** START Passage provided **
06 May 2011

The History and Symbolism of Fight for Your Right Revisited, Part II

Here we are, Part II of more coverage than you ever wanted to see of the Beastie Boys' longform music video, Fight for Your Right Revisited. Check out Part I of NMW's review here then dive in:


The group falls out of the Limo clearly in a drug-induced state, the camera wobbles and distorts the image and the colour palette has this overexposed green hue, drastically different from either their sober adventures or their drunken adventures. They've just survived the Metal Girls but are tripping their brains out on acid. This part is really interesting, I believe it is all about finding identity. They encounter three different characters here, all of which point to this idea.

Their first encounter is one of the more curious castings in the entire short, Clint Caluory (whoever the hell that is) is officially billed as "Clint as Zach Galifianakis as George Drakoulias." Actually my first impression of seeing him was that he was Galifanakis but something was definitely off. George Drakoulias was the protege of Rick Rubin, co-founder of Def Jam Records and was instrumental in discovering and signing the Boys. He also looks like this. Naturally when lining up the finest working comedians in the video, Galifianakis is an inspired choice to play him, my first thought at Caluory's involvement is that they couldn't secure Galifianakis and so went with a look-alike then kept the billing as a joke.

We can go deeper though. The Acid Trip is about discovering identity and the fuddled Clint/Zach/George blur certainly aligns with that. The boys aren't quite sure if they're buying a hot dog from one of their oldest producers, a modern-day superstar or some random dude. It's a confusing effect that actually has many respected people confused. Drakoulias is also mentioned in the Beastie Boys track "Stop That Train" off Paul's Boutique. Nothing is quite real in this world and the shaky identity here affirms that.

During this encounter MCA raps very slurred "Pass me the scalpel, I’ll make an incision / I’ll cut off the part of your brain that does the bitching / Put it in formaldehyde and put it in the shelf / And you can show it to your friends and say 'that’s my old self.'" This is very directly a foreshadow of what's to come later in the short film regarding the clash between present and future versions of the Boys. The young versions are bitching, fighting against the world but one day that part of them will be relegated to their "old self," and they'll move on from the anarchy of "Fight for Your Right."

The identity crisis doesn't stop there though! Immediately after leaving Clint/Zach/George Ad-Rock has a close encounter with Nathanial Hörnblowér played by David Cross. Nathanial Hörnblowér is a pseudonym of Adam Yauch (the second alternate MCA to appear in the film, the first being Sir Stewart Wallace) that he commonly uses for music videos he directs. He also fictionally directed their concert film Awesome; I Fuckin' Shot That! and in the DVD appeared in a special extra played by...David Cross. See? It's all coming together. Hörnblowér here is again part of their splintering identity. He represent's Yauch's foray into film and as such appears just as inebriated as the Boys themselves. In a world of alternate realities Hörnblowér is just as real and Ad-Rock looks at him as if he can almost recognize him, as he does to Ad-Rock.
** END Passage provided **
== Written exercise ==
Summarize the review of Fight for Your Right Revisited, Part II in three sentences.
** START Raw records **
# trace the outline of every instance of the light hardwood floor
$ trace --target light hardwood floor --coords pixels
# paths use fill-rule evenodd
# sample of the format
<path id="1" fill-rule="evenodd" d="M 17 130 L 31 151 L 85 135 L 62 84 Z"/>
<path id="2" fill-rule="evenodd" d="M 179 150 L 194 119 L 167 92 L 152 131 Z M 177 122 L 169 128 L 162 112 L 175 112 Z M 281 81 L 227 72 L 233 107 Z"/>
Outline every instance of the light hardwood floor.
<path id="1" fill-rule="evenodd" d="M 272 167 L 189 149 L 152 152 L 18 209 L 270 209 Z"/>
** END Raw records **
== Written solution ==
After surviving the Metal Girls, the group falls out of the limo tripping on acid, and the writer reads this stretch of the short as being about finding identity. Their first encounter is with Clint Caluory, billed as "Clint as Zach Galifianakis as George Drakoulias," whose blurred identity fits that theme, while MCA's slurred rap about an "old self" foreshadows the later clash between present and future versions of the Boys. Ad-Rock then meets Nathanial Hörnblowér, a pseudonym of Adam Yauch played by David Cross, who the writer says is another part of the group's splintering identity.